▶ [EXERCISE]
Every entry that follows should be reproduced exactly.

☆ ☆ ☆ ☆

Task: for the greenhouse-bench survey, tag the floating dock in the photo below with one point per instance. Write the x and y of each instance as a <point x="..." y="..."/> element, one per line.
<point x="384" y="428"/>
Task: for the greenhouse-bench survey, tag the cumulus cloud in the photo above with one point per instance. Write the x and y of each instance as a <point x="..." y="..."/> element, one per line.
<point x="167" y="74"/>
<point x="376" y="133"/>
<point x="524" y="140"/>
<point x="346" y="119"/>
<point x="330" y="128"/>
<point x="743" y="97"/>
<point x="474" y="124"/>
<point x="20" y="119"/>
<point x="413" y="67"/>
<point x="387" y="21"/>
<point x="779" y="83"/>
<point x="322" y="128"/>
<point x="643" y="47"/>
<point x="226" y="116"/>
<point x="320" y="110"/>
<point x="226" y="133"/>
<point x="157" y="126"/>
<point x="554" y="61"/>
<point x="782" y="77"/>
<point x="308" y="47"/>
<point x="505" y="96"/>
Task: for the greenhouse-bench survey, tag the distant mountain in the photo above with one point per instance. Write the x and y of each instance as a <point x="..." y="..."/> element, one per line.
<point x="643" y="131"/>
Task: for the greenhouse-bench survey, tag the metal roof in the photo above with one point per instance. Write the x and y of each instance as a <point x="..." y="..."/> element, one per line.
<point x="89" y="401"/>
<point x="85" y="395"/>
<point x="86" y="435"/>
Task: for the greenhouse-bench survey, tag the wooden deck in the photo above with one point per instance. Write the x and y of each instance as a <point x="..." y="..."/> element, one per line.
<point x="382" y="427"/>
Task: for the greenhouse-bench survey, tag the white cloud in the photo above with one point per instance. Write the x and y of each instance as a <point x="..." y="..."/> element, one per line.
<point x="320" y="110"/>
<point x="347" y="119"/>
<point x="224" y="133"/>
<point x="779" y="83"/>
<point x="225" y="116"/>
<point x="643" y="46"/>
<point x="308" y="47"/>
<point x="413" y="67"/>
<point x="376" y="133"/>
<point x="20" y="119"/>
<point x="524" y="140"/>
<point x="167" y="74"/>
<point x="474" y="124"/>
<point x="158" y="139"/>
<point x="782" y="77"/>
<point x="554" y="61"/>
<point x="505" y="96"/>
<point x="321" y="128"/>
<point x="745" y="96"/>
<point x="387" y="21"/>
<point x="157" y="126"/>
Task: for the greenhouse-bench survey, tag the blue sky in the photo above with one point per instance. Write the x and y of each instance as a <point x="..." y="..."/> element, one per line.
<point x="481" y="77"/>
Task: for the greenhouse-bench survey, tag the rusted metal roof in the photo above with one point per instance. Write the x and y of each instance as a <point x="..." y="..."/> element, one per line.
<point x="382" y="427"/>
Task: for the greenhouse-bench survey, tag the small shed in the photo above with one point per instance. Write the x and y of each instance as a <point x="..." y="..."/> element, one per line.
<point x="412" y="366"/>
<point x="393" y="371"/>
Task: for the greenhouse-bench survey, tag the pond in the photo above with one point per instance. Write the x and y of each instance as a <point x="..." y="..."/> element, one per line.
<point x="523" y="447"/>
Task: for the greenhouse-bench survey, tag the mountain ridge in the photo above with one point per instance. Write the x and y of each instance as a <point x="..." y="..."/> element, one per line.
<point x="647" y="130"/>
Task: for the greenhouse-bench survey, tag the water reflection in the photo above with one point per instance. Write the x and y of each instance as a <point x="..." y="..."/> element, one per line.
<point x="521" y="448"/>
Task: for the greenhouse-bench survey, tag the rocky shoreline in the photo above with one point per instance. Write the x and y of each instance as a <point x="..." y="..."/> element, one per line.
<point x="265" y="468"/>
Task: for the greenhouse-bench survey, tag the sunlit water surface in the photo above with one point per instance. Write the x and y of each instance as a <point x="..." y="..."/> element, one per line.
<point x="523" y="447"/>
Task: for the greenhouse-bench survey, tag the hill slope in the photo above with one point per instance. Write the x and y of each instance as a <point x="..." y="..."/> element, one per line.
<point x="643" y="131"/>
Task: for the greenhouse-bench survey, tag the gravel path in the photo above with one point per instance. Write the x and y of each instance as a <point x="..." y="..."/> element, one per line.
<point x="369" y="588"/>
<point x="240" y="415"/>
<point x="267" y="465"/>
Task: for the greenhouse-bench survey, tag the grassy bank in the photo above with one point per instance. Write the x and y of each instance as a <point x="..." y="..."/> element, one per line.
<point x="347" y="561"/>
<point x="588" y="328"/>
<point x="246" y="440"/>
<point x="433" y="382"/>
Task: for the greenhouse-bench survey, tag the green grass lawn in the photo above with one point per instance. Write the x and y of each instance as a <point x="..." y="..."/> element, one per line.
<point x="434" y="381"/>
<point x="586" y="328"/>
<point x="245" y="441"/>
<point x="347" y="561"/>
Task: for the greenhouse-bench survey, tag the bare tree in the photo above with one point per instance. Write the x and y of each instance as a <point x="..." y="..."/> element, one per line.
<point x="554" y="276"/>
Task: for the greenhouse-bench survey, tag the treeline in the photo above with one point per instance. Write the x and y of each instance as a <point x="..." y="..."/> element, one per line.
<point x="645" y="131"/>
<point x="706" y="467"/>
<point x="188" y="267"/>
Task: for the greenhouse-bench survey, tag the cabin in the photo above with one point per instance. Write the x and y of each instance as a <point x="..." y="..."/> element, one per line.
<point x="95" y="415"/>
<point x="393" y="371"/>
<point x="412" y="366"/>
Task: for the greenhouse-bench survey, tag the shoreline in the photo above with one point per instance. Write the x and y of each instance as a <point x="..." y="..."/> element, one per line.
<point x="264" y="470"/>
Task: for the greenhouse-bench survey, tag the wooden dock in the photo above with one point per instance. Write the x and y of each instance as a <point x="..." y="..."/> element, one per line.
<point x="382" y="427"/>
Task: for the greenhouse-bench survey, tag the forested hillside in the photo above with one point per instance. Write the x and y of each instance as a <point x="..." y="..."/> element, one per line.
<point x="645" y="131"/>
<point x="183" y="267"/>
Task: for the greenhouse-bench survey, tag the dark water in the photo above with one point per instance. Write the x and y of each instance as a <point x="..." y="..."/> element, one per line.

☆ ☆ ☆ ☆

▶ [TASK OUTPUT]
Task: for the greenhouse-bench survey, tag the floating dock in the photo below with one point per instance. Write the x and y of each instance as a <point x="..." y="..."/> element, one per line.
<point x="384" y="428"/>
Task: for the greenhouse-bench survey, tag the cumulus cloud in the photo above with one point per instance. Write the x and y of each instance as a <point x="..." y="..."/> element, one per line.
<point x="167" y="74"/>
<point x="376" y="133"/>
<point x="524" y="140"/>
<point x="346" y="119"/>
<point x="330" y="128"/>
<point x="743" y="97"/>
<point x="474" y="124"/>
<point x="20" y="119"/>
<point x="413" y="67"/>
<point x="387" y="21"/>
<point x="779" y="83"/>
<point x="322" y="128"/>
<point x="643" y="47"/>
<point x="226" y="116"/>
<point x="320" y="110"/>
<point x="226" y="133"/>
<point x="157" y="126"/>
<point x="554" y="61"/>
<point x="782" y="77"/>
<point x="308" y="47"/>
<point x="505" y="96"/>
Task: for the greenhouse-bench survey, tag the distant mountain in the photo above with one point per instance. Write the x and y of each instance as a <point x="..." y="..."/> element, one per line.
<point x="643" y="131"/>
Task: for the greenhouse-bench survey, tag the metal roof in the photo above with one point per instance. Write the x and y of each instance as a <point x="..." y="..."/> element, one per line.
<point x="89" y="401"/>
<point x="85" y="395"/>
<point x="86" y="435"/>
Task: for the greenhouse-bench survey, tag the wooden deck in the photo above with one point per instance. Write the x and y of each instance as a <point x="..." y="..."/> element, one per line.
<point x="382" y="427"/>
Task: for the greenhouse-bench survey, tag the white cloud in the photo above with one point per instance. Write the x and y of each instance as a <point x="..." y="..."/> element, one per line.
<point x="320" y="110"/>
<point x="347" y="119"/>
<point x="224" y="133"/>
<point x="779" y="83"/>
<point x="225" y="116"/>
<point x="643" y="46"/>
<point x="308" y="47"/>
<point x="413" y="67"/>
<point x="376" y="133"/>
<point x="20" y="119"/>
<point x="524" y="140"/>
<point x="167" y="74"/>
<point x="474" y="124"/>
<point x="158" y="139"/>
<point x="782" y="77"/>
<point x="554" y="61"/>
<point x="505" y="96"/>
<point x="321" y="128"/>
<point x="745" y="96"/>
<point x="387" y="21"/>
<point x="157" y="126"/>
Task: for the greenhouse-bench survey, tag the blue sky in the photo above with one point per instance. Write the x and y of each instance as a <point x="..." y="..."/> element, one per line.
<point x="481" y="77"/>
Task: for the greenhouse-bench survey, tag the rusted metal roof in the photo above with one point per instance. Write the x and y of each instance as a <point x="..." y="..."/> element, one per line.
<point x="382" y="427"/>
Task: for the greenhouse-bench survey, tag the small shed in the photo above with one point per instance. Write the x and y of each instance as a <point x="..." y="..."/> element, one per line.
<point x="412" y="366"/>
<point x="393" y="371"/>
Task: for the greenhouse-bench survey, tag the pond in the photo above with one point per instance. Write the x and y of each instance as a <point x="..." y="..."/> element, one per line.
<point x="523" y="447"/>
Task: for the greenhouse-bench survey, tag the mountain ridge in the photo above with one point per instance. Write the x and y of each instance as a <point x="..." y="..."/> element, one per line.
<point x="647" y="130"/>
Task: for the greenhouse-bench survey, tag the water reflection in the photo above with one point per instance. Write the x and y of each instance as a <point x="..." y="..."/> element, one per line.
<point x="521" y="448"/>
Task: for the greenhouse-bench survey, tag the rocky shoreline in the photo above with one point per instance. Write the x and y of each instance as a <point x="..." y="..."/> element, one per line.
<point x="265" y="468"/>
Task: for the greenhouse-bench survey, tag the sunlit water surface in the photo above with one point per instance. Write the x and y of each instance as a <point x="..." y="..."/> element, one per line.
<point x="523" y="447"/>
Task: for the greenhouse-bench survey, tag the hill slope in the photo above with one point per instance. Write the x and y of each instance as a <point x="..." y="..."/> element, one per line.
<point x="643" y="131"/>
Task: for the greenhouse-bench survey, tag the gravel path in the photo above with one point per instance. Write the x and y of each instance as a <point x="..." y="..."/> element, one per line.
<point x="369" y="588"/>
<point x="240" y="415"/>
<point x="267" y="465"/>
Task: for the greenhouse-bench survey, tag the grassy bank in the photo above with one point per instance. Write the x and y of each instance as a <point x="..." y="..."/> element, one per line.
<point x="347" y="561"/>
<point x="588" y="328"/>
<point x="246" y="440"/>
<point x="433" y="382"/>
Task: for the greenhouse-bench survey, tag the green grass lawn in the photo above with one point per instance. Write the x and y of each instance as a <point x="..." y="..."/> element, one per line.
<point x="434" y="381"/>
<point x="586" y="328"/>
<point x="245" y="441"/>
<point x="347" y="561"/>
Task: for the greenhouse-bench survey, tag the bare tree in the photo above with one point per instance. Write the x and y of each instance as a <point x="..." y="..."/> element, one per line.
<point x="554" y="276"/>
Task: for the greenhouse-bench survey, tag the treeline in the photo above with one point per instance. Write the x and y of each instance as a <point x="..." y="..."/> element, one per line.
<point x="645" y="131"/>
<point x="706" y="467"/>
<point x="188" y="267"/>
Task: for the greenhouse-bench survey, tag the cabin in the photo above with one point per instance. Write the x and y of each instance as a <point x="..." y="..."/> element, one per line.
<point x="95" y="415"/>
<point x="393" y="371"/>
<point x="412" y="366"/>
Task: for the greenhouse-bench survey, tag the shoreline in the photo above with one point per instance. Write the x and y of each instance as a <point x="..." y="..."/> element, one per line.
<point x="264" y="470"/>
Task: for the greenhouse-bench survey, tag the wooden dock in the photo above with one point per instance. Write the x and y of each instance as a <point x="..." y="..."/> element, one per line.
<point x="382" y="427"/>
Task: for the greenhouse-bench survey, tag the forested hillside in the photo above with one point per instance. Write the x and y of each instance as a <point x="..." y="..."/> element, one per line.
<point x="645" y="131"/>
<point x="183" y="267"/>
Task: for the greenhouse-bench survey, tag the dark water in the photo above with one point per instance. Write the x and y of each instance as a <point x="..." y="..."/> element, one per line.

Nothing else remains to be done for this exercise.